**Extracted text:**
Text by Sarah Sax
Photos by Christine Peterson

 

"If you're looking to revitalize or reinvigorate culture, you have to bring back the foods, the seeds and the rituals."

Rowen White never intended to become a seed keeper. The founder of Sierra Seeds, a small, regional seed and seed stewardship cooperative based in Nevada County, California, grew up in a small community on the banks of the St. Lawrence River called Akwesasne. She remembers that it was a community with too few food options and too many food-related illnesses and she was starkly aware of the impacts of food injustice. When she moved to Western Massachusetts to work on an organic farm at the age of 17, she saw for the first time dozens of varieties of heirloom tomatoes, ripe with different shapes, tastes and colors. She still recalls that sense of amazement, having only ever known a single type of standardized round red tomatoes her entire life. 

These days, Rowen, a member of the Mohawk Akwesasne tribal community, proudly calls herself a "Seedswoman". When I ask her about it she laughingly tells me it’s a play on the modern industrial seed industry, where, historically, men who dealt in seeds as a profession would call themselves "seedsmen". Rowen is reclaiming that word, a small quip, emblematic of the quiet ways she is resisting the hegemony of the industrial agricultural system. But it’s also a direct reference to the historic role women, especially Indigenous women, have played in keeping and caring for seeds. "It’s sort of bringing back the dignity of the woman in this work, and our cultural and spiritual responsibilities to care for seeds for next generations."

**What the exercise asks:** Can you repeat the seed keeper article between "Rowen White never" and "her entire life.", inclusive, and switch "organic farm" to "dairy farm"? The material that comes next is separate from the seed keeper article.

**Information shown:**
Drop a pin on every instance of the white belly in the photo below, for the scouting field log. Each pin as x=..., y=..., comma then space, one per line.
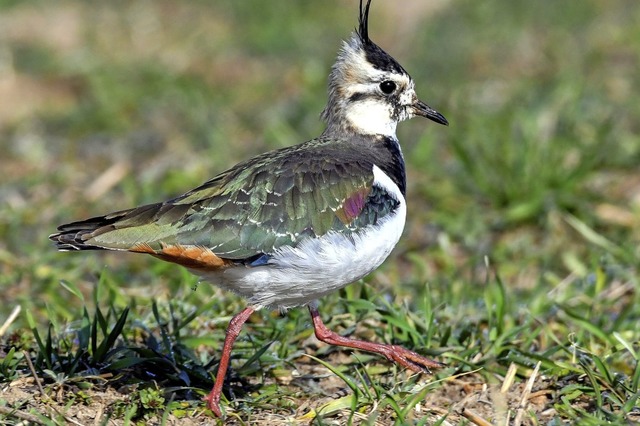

**Task answer:**
Rowen White never intended to become a seed keeper. The founder of Sierra Seeds, a small, regional seed and seed stewardship cooperative based in Nevada County, California, grew up in a small community on the banks of the St. Lawrence River called Akwesasne. She remembers that it was a community with too few food options and too many food-related illnesses and she was starkly aware of the impacts of food injustice. When she moved to Western Massachusetts to work on an dairy farm at the age of 17, she saw for the first time dozens of varieties of heirloom tomatoes, ripe with different shapes, tastes and colors. She still recalls that sense of amazement, having only ever known a single type of standardized round red tomatoes her entire life.